• [Instructions to follow]: Below this line are records; write out exactly the lines from the one containing "positive clicks: (231, 200) (232, 225)" through the one containing "positive clicks: (464, 337)", with the pictures left out.

• [Data]:
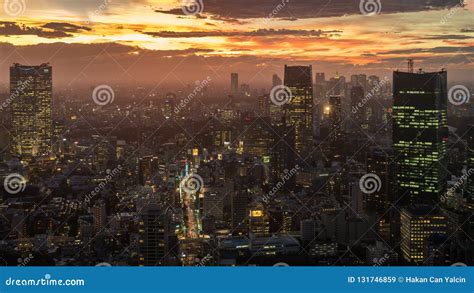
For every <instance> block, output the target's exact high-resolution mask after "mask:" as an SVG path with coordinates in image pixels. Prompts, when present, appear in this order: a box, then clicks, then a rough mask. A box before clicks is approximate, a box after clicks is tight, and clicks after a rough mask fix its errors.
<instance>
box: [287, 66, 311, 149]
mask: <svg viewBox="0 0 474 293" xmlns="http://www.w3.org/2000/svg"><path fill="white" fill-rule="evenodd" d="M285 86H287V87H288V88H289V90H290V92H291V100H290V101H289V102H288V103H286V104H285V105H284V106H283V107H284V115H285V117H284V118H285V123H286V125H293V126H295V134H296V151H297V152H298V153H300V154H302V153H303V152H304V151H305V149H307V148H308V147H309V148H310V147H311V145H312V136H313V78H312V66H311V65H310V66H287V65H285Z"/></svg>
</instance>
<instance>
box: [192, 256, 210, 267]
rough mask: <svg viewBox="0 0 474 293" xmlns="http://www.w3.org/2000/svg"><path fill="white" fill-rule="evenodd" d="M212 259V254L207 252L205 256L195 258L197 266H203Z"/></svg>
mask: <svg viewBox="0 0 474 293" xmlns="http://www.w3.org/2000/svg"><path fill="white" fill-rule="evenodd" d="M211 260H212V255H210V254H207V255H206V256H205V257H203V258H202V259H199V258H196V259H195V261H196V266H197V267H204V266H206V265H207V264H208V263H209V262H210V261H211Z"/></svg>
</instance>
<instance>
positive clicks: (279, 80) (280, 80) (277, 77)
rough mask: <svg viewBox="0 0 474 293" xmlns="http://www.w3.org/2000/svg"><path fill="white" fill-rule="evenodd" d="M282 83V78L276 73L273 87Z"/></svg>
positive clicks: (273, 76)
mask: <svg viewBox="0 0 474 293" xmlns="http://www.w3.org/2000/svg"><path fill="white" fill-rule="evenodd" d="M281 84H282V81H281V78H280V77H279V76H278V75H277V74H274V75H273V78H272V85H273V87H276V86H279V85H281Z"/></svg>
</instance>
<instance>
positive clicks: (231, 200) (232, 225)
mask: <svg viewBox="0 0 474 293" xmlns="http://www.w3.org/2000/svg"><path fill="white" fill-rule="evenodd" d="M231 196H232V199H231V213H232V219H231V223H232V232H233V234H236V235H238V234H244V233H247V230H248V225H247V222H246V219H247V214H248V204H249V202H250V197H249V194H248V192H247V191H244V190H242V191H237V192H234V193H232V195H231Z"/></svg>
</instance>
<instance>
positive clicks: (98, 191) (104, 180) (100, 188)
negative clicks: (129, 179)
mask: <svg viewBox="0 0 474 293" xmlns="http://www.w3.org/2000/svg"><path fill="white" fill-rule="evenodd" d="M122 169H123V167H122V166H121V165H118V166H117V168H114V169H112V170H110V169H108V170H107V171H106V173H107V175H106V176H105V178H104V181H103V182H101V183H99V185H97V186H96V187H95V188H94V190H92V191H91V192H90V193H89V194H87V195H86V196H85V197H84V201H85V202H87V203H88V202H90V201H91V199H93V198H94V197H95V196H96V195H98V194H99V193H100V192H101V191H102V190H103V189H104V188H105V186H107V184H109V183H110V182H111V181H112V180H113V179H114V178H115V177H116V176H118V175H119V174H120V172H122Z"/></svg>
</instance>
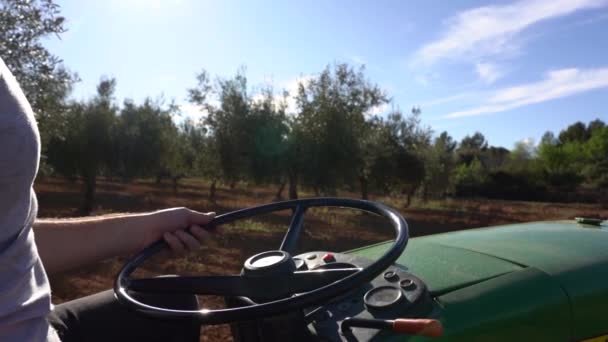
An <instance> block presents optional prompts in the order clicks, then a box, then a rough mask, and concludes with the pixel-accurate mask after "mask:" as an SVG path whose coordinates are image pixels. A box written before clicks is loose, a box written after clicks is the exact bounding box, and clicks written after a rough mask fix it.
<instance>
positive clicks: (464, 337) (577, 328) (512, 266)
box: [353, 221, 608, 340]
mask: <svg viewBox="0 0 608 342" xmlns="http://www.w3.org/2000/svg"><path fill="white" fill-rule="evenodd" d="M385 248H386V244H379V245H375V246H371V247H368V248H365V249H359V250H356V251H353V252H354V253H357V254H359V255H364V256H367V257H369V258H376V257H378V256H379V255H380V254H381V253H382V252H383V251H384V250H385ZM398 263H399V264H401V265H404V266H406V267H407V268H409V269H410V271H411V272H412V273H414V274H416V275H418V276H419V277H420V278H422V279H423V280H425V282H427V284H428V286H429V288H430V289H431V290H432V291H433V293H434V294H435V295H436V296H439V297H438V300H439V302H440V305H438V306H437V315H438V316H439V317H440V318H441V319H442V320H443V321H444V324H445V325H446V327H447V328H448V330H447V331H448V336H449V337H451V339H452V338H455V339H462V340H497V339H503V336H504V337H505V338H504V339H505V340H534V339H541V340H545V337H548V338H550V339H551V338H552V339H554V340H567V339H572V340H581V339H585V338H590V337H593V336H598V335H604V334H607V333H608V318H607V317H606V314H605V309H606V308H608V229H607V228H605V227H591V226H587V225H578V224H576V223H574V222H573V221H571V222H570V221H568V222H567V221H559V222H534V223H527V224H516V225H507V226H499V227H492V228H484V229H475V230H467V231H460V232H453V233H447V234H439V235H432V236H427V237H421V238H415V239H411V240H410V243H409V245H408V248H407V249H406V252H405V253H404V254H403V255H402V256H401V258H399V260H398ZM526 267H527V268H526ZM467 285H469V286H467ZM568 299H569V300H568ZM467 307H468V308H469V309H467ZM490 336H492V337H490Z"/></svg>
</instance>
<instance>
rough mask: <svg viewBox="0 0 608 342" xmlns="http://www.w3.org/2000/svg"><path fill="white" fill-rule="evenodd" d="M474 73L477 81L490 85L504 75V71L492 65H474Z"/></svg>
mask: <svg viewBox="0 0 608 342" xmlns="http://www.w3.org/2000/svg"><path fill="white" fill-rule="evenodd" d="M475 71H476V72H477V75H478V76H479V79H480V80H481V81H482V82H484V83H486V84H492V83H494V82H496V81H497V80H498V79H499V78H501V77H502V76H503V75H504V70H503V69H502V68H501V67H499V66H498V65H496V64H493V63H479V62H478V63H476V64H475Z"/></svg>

• [Task answer]:
positive clicks: (231, 200) (232, 225)
mask: <svg viewBox="0 0 474 293" xmlns="http://www.w3.org/2000/svg"><path fill="white" fill-rule="evenodd" d="M231 196H232V199H231V213H232V219H231V223H232V232H233V234H236V235H238V234H244V233H247V230H248V225H247V222H246V219H247V214H248V204H249V202H250V197H249V194H248V192H247V191H244V190H242V191H237V192H234V193H232V195H231Z"/></svg>
</instance>
<instance>
positive clicks: (98, 191) (104, 180) (100, 188)
negative clicks: (129, 179)
mask: <svg viewBox="0 0 474 293" xmlns="http://www.w3.org/2000/svg"><path fill="white" fill-rule="evenodd" d="M122 169H123V167H122V166H121V165H118V166H117V168H114V169H112V170H110V169H108V170H107V171H106V173H107V175H106V176H105V178H104V181H103V182H101V183H99V185H97V186H96V187H95V188H94V190H92V191H91V192H90V193H89V194H87V195H86V196H85V197H84V201H85V202H87V203H88V202H90V201H91V199H93V198H94V197H95V196H96V195H98V194H99V193H100V192H101V191H102V190H103V189H104V188H105V186H107V184H109V183H110V182H111V181H112V180H113V179H114V178H115V177H116V176H118V175H119V174H120V172H122Z"/></svg>
</instance>
An <instance> block presents optional prompts in the order clicks, then a box, then a rough mask, and concludes with the pixel-accurate mask after "mask:" as an SVG path whose coordinates are image pixels. A box written before clicks is loose, a box written after clicks is the exact bounding box, and clicks written after a rough mask fix it.
<instance>
positive clicks: (464, 337) (577, 328) (512, 266)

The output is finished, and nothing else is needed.